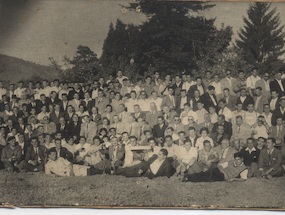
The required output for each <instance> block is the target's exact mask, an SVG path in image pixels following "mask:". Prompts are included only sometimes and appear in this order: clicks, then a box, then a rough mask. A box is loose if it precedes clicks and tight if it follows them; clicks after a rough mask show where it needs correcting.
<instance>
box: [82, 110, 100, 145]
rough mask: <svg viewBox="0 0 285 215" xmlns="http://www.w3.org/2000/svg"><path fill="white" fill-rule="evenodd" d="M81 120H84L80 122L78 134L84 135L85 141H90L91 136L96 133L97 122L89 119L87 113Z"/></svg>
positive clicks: (92, 137) (93, 136)
mask: <svg viewBox="0 0 285 215" xmlns="http://www.w3.org/2000/svg"><path fill="white" fill-rule="evenodd" d="M83 121H84V122H83V123H82V124H81V129H80V136H84V137H85V138H86V141H87V143H92V142H93V138H94V137H95V136H96V134H97V123H96V122H93V121H90V118H89V116H88V115H86V116H84V117H83Z"/></svg>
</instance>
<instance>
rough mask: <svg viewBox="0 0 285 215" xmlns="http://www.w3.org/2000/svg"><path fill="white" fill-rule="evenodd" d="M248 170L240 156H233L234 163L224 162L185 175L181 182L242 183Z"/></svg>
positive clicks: (244, 178) (231, 162) (242, 158)
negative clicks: (233, 158) (211, 167)
mask: <svg viewBox="0 0 285 215" xmlns="http://www.w3.org/2000/svg"><path fill="white" fill-rule="evenodd" d="M247 174H248V170H247V168H246V166H245V165H244V163H243V158H242V154H241V153H240V152H237V153H235V154H234V161H229V162H225V163H223V164H221V165H218V167H216V168H212V169H209V170H207V171H206V172H200V173H195V174H190V175H189V174H187V175H185V177H184V179H183V181H191V182H212V181H244V180H246V179H247Z"/></svg>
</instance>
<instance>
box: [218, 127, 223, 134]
mask: <svg viewBox="0 0 285 215" xmlns="http://www.w3.org/2000/svg"><path fill="white" fill-rule="evenodd" d="M217 132H218V134H224V127H222V126H219V127H218V128H217Z"/></svg>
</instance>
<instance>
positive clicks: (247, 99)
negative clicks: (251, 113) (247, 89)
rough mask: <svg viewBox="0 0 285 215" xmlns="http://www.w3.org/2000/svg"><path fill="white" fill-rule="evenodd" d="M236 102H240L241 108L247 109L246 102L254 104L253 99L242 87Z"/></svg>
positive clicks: (246, 91)
mask: <svg viewBox="0 0 285 215" xmlns="http://www.w3.org/2000/svg"><path fill="white" fill-rule="evenodd" d="M237 103H242V109H243V110H245V111H247V106H248V104H254V101H253V98H252V97H251V96H250V95H247V90H246V89H245V88H242V89H241V91H240V96H239V97H238V98H237Z"/></svg>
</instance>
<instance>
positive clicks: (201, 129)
mask: <svg viewBox="0 0 285 215" xmlns="http://www.w3.org/2000/svg"><path fill="white" fill-rule="evenodd" d="M203 131H206V132H207V134H209V129H208V128H206V127H203V128H201V129H200V134H202V132H203Z"/></svg>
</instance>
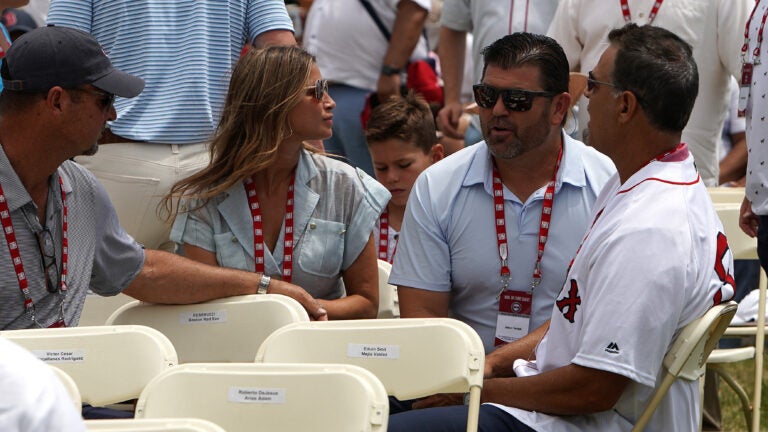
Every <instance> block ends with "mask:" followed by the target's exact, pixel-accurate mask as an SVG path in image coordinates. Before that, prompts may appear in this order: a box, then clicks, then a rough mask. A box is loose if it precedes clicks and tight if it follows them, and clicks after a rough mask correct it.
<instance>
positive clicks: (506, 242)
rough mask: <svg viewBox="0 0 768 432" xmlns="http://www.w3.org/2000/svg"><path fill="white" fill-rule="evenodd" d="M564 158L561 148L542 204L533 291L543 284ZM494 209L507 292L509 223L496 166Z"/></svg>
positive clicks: (500, 253)
mask: <svg viewBox="0 0 768 432" xmlns="http://www.w3.org/2000/svg"><path fill="white" fill-rule="evenodd" d="M562 158H563V148H562V147H560V153H559V154H558V155H557V163H556V164H555V172H554V174H552V180H550V181H549V183H547V188H546V189H545V191H544V200H543V201H542V204H541V221H540V223H539V246H538V253H537V256H536V265H535V266H534V268H533V278H532V279H531V290H533V289H535V288H536V287H537V286H538V285H539V284H540V283H541V258H542V257H543V256H544V247H545V246H546V245H547V237H548V236H549V226H550V221H551V219H552V205H553V203H554V201H555V183H556V182H557V172H558V171H559V170H560V161H561V160H562ZM493 207H494V218H495V219H496V242H497V244H498V247H499V258H500V259H501V271H500V276H501V284H502V287H501V292H503V291H506V289H507V287H508V286H509V279H510V277H511V276H512V273H511V272H510V270H509V261H508V256H509V248H508V247H507V222H506V218H505V215H504V186H503V184H502V182H501V176H500V175H499V171H498V169H496V166H495V165H494V166H493Z"/></svg>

*-*-*

Aim of the task. Can you recast every line of the entries above as a JSON list of strings, one string per line, with blank lines and the pictures left out?

Worked solution.
[
  "The required output for each <instance> block is the target's exact mask, an SVG path in image pixels following \"mask:\". Prompts are included only sometimes and appear in this order: clicks, then a box, then a rough mask. A box is loose if it precedes clicks and tight if it follows them; clicks after a rough mask show where it needs correcting.",
  "<instance>",
  "box: [82, 110, 100, 145]",
  "rough mask: <svg viewBox=\"0 0 285 215\" xmlns=\"http://www.w3.org/2000/svg\"><path fill=\"white\" fill-rule=\"evenodd\" d=\"M81 120H84L80 122L78 134L84 135L85 141H90L91 136L96 133L97 122L89 119L87 113Z\"/></svg>",
  "positive clicks: (92, 137) (93, 136)",
  "mask: <svg viewBox=\"0 0 285 215\" xmlns=\"http://www.w3.org/2000/svg\"><path fill=\"white\" fill-rule=\"evenodd\" d=\"M83 121H84V122H83V123H82V124H81V129H80V136H84V137H85V138H86V141H87V143H92V142H93V138H94V137H95V136H96V134H97V123H96V122H93V121H90V118H89V116H88V115H86V116H84V117H83Z\"/></svg>",
  "</instance>",
  "<instance>",
  "rough mask: <svg viewBox=\"0 0 285 215\" xmlns=\"http://www.w3.org/2000/svg\"><path fill=\"white\" fill-rule=\"evenodd\" d=\"M248 170L240 156H233L234 163L224 162L185 175L181 182L242 183Z\"/></svg>",
  "positive clicks: (244, 178) (231, 162) (242, 158)",
  "negative clicks: (233, 158) (211, 167)",
  "mask: <svg viewBox=\"0 0 285 215\" xmlns=\"http://www.w3.org/2000/svg\"><path fill=\"white\" fill-rule=\"evenodd\" d=\"M247 174H248V170H247V168H246V166H245V165H244V163H243V158H242V154H241V153H240V152H237V153H235V154H234V161H229V162H225V163H223V164H221V165H218V167H216V168H212V169H209V170H207V171H206V172H200V173H195V174H190V175H189V174H187V175H185V177H184V179H183V181H191V182H212V181H244V180H246V179H247Z\"/></svg>",
  "</instance>",
  "<instance>",
  "box: [218, 127, 223, 134]",
  "mask: <svg viewBox=\"0 0 285 215\" xmlns=\"http://www.w3.org/2000/svg\"><path fill=\"white\" fill-rule=\"evenodd\" d=\"M217 132H218V134H224V127H222V126H219V127H218V128H217Z\"/></svg>",
  "</instance>",
  "<instance>",
  "positive clicks: (247, 99)",
  "negative clicks: (251, 113) (247, 89)",
  "rough mask: <svg viewBox=\"0 0 285 215\" xmlns=\"http://www.w3.org/2000/svg\"><path fill=\"white\" fill-rule=\"evenodd\" d=\"M236 102H240L241 108L247 109L246 102L254 104L253 99L242 87Z\"/></svg>",
  "positive clicks: (246, 91)",
  "mask: <svg viewBox=\"0 0 285 215\" xmlns=\"http://www.w3.org/2000/svg\"><path fill=\"white\" fill-rule=\"evenodd\" d=\"M237 103H242V109H243V110H245V111H247V106H248V104H254V101H253V98H252V97H251V96H250V95H247V90H246V89H245V88H242V89H241V91H240V96H239V97H238V98H237Z\"/></svg>",
  "</instance>",
  "<instance>",
  "positive clicks: (201, 129)",
  "mask: <svg viewBox=\"0 0 285 215\" xmlns=\"http://www.w3.org/2000/svg\"><path fill=\"white\" fill-rule=\"evenodd\" d=\"M203 131H206V132H207V134H209V129H208V128H206V127H203V128H201V129H200V134H202V132H203Z\"/></svg>",
  "</instance>",
  "Every <instance> block ends with \"mask:\" followed by the target's exact, pixel-accurate mask as an SVG path in image coordinates. Before that, prompts may appear in this order: a box, then clicks, then a rough mask. A box is loose if it precedes clicks and tight if it follows them, and clicks after a rough mask correct it.",
  "<instance>",
  "positive clicks: (506, 242)",
  "rough mask: <svg viewBox=\"0 0 768 432\" xmlns=\"http://www.w3.org/2000/svg\"><path fill=\"white\" fill-rule=\"evenodd\" d=\"M564 158L561 148L542 204L533 291L543 284ZM494 209L507 292L509 223L496 166Z\"/></svg>",
  "positive clicks: (500, 253)",
  "mask: <svg viewBox=\"0 0 768 432\" xmlns=\"http://www.w3.org/2000/svg\"><path fill=\"white\" fill-rule=\"evenodd\" d=\"M562 158H563V148H562V147H560V153H559V154H558V155H557V163H556V164H555V172H554V174H552V180H550V181H549V183H547V188H546V189H545V191H544V200H543V201H542V204H541V221H540V223H539V246H538V253H537V256H536V265H535V266H534V268H533V278H532V279H531V290H533V289H535V288H536V287H537V286H538V285H539V284H540V283H541V258H542V257H543V256H544V247H545V246H546V245H547V237H548V236H549V226H550V221H551V219H552V205H553V203H554V201H555V183H556V182H557V172H558V171H559V170H560V161H561V160H562ZM493 207H494V218H495V219H496V242H497V244H498V247H499V258H500V259H501V271H500V276H501V284H502V287H501V292H503V291H506V289H507V287H508V286H509V279H510V277H511V276H512V273H511V272H510V270H509V261H508V256H509V248H508V247H507V222H506V218H505V215H504V186H503V184H502V182H501V176H500V175H499V171H498V169H496V166H495V165H494V166H493Z\"/></svg>"
]